··· Data for the task

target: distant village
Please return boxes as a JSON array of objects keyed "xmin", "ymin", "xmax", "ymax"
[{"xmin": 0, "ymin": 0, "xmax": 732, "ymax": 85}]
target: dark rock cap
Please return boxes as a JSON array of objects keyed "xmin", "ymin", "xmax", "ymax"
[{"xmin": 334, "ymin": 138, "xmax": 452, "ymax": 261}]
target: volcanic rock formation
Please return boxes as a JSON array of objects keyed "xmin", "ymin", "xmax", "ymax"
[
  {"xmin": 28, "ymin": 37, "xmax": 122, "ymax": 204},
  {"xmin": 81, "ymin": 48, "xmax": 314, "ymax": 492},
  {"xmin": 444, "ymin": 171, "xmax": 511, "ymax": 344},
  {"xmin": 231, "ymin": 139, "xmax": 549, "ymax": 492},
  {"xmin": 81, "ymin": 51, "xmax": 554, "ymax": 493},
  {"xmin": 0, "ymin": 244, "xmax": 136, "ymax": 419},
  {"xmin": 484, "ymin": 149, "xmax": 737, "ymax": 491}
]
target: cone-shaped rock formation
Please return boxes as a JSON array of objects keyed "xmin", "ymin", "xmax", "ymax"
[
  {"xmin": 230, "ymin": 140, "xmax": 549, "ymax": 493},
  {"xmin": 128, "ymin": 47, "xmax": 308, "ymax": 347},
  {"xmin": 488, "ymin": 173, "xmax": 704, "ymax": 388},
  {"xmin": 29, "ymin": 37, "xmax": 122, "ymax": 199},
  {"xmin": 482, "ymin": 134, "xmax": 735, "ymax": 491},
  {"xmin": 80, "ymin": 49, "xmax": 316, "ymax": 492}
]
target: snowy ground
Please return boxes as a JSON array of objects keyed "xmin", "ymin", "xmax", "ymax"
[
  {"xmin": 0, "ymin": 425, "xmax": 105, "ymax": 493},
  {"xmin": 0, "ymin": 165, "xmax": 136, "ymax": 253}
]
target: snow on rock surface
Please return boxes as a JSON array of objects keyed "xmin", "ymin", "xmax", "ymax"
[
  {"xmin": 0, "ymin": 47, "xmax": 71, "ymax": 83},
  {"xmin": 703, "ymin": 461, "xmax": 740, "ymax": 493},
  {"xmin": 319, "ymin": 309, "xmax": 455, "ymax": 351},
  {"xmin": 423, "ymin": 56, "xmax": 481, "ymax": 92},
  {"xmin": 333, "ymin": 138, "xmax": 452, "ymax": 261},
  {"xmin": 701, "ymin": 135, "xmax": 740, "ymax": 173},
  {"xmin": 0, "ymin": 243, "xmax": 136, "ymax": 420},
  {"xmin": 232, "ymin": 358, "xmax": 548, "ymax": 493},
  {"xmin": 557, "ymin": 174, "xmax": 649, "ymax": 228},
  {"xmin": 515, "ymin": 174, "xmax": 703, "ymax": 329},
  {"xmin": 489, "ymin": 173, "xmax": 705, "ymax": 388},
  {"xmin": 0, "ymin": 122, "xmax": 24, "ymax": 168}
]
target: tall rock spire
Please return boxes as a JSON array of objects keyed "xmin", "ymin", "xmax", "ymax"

······

Task description: Every line above holding the string "formation" should be listed.

The completed task:
target: volcanic rock formation
target: cone-shaped rock formation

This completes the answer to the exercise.